## TASK REQUIREMENTS
Count the lines in the records that contain the string "segment", treating uppercase and lowercase as different. Reply with the number only.

#### DATASET EXTRACT

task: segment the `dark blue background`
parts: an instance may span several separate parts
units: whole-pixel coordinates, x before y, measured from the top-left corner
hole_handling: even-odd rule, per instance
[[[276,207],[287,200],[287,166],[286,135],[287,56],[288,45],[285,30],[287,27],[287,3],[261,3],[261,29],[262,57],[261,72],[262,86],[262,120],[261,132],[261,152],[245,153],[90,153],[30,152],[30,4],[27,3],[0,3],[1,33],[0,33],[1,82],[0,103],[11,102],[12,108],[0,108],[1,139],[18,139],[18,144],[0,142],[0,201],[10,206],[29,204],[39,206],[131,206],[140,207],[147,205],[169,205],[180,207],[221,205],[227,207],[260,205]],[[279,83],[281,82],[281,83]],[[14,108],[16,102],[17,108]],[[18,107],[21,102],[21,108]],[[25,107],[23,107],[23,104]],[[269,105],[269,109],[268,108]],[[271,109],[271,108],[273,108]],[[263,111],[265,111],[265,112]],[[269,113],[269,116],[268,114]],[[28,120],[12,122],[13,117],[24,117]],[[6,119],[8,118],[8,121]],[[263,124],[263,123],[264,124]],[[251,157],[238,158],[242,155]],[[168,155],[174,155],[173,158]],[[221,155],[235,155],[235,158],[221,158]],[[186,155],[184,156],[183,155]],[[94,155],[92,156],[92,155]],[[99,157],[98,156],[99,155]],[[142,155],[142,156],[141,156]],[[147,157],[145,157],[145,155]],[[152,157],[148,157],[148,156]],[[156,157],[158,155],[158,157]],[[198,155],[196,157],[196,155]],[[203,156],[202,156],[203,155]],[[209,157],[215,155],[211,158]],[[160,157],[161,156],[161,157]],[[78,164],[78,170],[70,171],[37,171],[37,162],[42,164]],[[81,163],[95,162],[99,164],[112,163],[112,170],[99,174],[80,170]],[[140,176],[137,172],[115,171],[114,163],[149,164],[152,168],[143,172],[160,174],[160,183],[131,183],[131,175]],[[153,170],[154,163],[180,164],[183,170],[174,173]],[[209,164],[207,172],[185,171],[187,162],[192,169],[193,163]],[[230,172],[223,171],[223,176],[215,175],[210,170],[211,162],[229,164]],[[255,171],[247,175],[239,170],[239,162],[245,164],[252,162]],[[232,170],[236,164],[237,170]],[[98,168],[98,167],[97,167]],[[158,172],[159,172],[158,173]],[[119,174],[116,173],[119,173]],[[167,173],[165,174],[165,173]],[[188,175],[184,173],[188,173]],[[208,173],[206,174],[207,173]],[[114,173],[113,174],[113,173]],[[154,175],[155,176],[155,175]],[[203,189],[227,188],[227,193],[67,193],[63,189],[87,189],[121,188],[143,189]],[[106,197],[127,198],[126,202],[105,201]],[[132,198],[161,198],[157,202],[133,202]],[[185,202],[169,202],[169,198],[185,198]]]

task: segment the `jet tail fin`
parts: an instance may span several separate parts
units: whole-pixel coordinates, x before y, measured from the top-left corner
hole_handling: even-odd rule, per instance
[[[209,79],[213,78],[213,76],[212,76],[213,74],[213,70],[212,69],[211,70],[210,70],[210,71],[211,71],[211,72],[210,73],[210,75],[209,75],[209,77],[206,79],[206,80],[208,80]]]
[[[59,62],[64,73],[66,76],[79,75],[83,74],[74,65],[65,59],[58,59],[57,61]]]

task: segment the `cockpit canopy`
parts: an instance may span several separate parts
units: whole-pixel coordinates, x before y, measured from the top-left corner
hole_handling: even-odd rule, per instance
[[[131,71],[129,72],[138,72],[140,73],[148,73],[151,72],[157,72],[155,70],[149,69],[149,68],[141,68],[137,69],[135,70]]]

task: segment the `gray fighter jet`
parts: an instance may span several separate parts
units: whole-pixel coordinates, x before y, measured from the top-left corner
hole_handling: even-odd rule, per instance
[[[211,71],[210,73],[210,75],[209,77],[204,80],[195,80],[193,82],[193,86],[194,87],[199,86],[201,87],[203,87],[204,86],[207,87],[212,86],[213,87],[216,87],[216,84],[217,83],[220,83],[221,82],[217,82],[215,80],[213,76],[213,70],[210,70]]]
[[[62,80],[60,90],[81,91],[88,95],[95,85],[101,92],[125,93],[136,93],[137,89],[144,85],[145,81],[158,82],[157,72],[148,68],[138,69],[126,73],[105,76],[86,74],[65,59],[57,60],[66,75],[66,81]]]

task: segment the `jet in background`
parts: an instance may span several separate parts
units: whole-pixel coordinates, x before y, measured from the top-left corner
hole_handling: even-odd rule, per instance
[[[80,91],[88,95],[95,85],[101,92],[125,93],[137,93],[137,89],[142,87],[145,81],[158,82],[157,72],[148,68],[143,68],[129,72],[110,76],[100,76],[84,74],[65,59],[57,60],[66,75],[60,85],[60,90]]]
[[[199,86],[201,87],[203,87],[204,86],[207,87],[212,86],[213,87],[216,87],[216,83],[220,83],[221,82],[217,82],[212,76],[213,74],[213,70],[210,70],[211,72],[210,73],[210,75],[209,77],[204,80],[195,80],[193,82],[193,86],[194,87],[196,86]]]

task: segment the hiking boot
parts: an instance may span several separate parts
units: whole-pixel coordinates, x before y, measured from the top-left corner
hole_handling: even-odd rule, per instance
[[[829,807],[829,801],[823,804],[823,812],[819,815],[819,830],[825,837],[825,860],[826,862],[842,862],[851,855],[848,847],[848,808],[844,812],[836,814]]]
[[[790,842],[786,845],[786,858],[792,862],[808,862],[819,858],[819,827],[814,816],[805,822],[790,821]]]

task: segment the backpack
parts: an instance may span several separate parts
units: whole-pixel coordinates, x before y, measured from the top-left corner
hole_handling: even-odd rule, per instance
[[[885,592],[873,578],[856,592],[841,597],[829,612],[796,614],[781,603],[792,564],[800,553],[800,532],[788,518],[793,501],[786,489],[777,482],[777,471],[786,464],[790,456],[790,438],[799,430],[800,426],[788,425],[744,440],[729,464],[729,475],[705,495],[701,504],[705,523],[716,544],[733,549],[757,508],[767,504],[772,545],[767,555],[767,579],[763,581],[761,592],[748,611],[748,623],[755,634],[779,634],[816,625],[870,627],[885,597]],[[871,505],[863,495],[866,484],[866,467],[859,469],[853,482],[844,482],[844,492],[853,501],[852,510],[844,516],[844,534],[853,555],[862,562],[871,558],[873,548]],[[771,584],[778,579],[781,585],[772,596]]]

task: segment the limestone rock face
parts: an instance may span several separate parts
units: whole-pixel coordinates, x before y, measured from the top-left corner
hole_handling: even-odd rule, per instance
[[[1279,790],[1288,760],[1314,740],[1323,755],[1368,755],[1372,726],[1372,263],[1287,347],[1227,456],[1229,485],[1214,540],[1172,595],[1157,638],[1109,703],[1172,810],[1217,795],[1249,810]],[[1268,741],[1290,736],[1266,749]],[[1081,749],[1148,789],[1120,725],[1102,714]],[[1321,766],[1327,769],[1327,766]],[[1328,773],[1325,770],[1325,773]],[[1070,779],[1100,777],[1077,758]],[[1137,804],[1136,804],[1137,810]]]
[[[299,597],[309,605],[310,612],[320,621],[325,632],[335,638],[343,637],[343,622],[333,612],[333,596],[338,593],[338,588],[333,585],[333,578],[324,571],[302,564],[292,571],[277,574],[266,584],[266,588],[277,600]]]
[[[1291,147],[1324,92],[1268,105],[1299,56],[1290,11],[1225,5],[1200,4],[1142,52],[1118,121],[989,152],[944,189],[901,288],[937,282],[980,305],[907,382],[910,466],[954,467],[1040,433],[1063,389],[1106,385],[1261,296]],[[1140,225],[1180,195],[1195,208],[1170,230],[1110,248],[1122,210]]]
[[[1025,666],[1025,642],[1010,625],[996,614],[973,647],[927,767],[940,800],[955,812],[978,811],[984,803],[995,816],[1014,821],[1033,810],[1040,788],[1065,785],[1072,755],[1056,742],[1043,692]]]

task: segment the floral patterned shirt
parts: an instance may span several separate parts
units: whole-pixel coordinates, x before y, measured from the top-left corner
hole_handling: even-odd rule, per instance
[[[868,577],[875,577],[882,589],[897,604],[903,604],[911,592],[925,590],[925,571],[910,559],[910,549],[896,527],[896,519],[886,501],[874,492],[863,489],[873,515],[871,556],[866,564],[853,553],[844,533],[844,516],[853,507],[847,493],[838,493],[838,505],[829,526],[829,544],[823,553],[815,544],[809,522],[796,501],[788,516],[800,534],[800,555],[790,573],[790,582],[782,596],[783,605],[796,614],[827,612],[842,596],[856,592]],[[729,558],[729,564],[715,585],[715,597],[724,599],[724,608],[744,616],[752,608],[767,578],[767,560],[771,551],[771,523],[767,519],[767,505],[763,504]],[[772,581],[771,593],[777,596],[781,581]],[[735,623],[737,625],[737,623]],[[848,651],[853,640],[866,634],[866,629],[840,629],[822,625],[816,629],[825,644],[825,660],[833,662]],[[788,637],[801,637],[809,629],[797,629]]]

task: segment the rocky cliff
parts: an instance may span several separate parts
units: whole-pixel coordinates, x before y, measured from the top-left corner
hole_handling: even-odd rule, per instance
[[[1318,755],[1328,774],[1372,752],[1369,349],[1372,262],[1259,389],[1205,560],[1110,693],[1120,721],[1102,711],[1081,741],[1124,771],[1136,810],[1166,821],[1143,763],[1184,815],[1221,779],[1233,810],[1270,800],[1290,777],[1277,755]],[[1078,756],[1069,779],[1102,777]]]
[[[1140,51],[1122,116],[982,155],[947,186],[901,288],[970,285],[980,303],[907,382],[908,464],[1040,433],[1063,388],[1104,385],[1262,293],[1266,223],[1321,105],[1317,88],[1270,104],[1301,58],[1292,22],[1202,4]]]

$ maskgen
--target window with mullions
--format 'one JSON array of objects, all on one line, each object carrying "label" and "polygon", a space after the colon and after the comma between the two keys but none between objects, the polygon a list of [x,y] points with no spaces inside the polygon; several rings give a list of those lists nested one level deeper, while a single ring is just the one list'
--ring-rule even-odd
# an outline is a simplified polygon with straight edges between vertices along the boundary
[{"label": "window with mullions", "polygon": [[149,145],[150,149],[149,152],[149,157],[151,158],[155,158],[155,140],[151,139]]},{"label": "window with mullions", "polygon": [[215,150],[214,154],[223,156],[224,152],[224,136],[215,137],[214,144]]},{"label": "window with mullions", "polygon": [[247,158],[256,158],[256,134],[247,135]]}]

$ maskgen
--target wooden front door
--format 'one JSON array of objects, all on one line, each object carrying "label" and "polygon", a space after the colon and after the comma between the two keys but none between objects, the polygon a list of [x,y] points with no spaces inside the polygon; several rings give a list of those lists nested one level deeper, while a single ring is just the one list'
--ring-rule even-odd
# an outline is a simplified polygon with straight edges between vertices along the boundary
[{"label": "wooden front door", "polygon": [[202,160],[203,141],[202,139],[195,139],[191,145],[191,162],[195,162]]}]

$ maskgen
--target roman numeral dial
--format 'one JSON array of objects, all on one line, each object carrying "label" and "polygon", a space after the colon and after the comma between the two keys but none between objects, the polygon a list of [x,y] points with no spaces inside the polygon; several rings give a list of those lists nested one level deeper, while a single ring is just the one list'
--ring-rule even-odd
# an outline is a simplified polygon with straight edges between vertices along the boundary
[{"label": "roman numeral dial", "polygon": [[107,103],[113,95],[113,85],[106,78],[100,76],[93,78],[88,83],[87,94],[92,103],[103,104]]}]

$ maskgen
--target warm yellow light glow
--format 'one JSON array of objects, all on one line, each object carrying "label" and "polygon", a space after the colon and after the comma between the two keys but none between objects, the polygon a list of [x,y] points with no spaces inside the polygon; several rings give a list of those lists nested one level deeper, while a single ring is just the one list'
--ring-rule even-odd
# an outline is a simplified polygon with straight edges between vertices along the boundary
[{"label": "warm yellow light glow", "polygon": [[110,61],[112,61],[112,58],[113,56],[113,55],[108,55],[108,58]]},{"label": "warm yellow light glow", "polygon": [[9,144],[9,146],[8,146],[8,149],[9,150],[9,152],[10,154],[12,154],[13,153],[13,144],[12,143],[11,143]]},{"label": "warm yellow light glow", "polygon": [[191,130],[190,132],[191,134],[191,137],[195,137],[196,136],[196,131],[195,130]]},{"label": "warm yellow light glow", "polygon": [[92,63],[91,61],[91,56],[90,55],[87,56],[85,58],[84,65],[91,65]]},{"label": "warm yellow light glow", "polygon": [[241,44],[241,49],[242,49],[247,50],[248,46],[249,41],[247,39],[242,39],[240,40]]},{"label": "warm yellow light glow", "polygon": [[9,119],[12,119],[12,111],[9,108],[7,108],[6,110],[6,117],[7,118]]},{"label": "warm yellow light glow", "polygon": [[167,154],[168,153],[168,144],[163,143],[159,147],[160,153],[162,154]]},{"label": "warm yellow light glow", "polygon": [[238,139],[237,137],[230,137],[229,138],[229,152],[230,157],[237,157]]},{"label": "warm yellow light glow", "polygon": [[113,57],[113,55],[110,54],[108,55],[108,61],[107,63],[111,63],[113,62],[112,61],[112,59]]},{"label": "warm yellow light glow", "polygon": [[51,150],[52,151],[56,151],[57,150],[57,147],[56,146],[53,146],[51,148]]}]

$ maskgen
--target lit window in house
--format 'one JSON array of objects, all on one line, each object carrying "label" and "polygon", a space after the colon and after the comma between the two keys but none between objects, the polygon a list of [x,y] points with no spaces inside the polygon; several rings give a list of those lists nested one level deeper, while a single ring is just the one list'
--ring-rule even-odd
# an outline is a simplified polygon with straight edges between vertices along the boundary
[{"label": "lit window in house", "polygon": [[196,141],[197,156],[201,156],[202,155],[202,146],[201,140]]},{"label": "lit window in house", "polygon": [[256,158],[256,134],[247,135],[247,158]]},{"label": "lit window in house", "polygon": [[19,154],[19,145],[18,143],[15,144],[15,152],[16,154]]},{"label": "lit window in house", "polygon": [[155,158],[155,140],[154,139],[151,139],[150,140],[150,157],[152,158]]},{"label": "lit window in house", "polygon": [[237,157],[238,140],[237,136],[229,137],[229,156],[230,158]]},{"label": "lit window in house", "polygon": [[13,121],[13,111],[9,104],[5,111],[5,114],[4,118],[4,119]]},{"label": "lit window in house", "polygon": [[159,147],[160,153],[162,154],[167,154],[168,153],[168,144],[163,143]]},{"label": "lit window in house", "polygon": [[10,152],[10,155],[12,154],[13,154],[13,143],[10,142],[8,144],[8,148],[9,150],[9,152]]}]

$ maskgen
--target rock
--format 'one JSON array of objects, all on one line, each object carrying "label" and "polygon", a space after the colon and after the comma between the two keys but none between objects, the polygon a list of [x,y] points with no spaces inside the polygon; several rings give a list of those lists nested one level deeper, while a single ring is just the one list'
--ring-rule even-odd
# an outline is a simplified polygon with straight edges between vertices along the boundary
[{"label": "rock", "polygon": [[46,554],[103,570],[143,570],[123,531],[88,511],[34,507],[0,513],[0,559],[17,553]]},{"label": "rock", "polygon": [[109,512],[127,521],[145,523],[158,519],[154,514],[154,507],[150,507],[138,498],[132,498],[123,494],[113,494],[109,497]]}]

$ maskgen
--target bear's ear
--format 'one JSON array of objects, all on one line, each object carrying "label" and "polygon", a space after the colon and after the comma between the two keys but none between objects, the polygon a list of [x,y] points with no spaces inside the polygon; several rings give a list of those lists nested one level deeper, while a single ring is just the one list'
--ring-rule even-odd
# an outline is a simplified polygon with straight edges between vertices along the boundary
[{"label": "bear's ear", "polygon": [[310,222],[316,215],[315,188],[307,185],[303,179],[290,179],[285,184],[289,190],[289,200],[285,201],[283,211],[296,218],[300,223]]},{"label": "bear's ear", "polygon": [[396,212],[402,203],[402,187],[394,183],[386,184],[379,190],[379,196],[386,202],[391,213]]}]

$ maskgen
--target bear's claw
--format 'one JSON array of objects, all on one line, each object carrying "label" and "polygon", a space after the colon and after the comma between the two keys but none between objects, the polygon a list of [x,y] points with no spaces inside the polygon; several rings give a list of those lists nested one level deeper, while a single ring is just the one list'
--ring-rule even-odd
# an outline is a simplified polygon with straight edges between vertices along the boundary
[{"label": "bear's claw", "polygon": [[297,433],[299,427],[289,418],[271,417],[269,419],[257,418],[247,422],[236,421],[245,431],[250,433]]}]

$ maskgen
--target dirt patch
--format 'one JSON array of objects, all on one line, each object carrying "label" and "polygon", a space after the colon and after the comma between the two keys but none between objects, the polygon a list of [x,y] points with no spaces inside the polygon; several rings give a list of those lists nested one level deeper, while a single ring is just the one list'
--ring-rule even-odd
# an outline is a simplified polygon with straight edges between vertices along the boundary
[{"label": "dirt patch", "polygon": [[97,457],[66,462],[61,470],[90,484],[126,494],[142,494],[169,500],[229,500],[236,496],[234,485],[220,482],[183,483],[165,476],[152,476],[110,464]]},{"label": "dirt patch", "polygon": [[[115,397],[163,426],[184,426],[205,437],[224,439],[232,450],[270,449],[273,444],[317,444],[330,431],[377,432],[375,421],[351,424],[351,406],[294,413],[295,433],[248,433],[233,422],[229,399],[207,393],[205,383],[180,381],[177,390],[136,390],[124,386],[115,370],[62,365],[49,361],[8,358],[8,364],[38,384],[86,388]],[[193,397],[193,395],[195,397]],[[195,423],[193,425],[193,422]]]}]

########

## TASK RESPONSE
10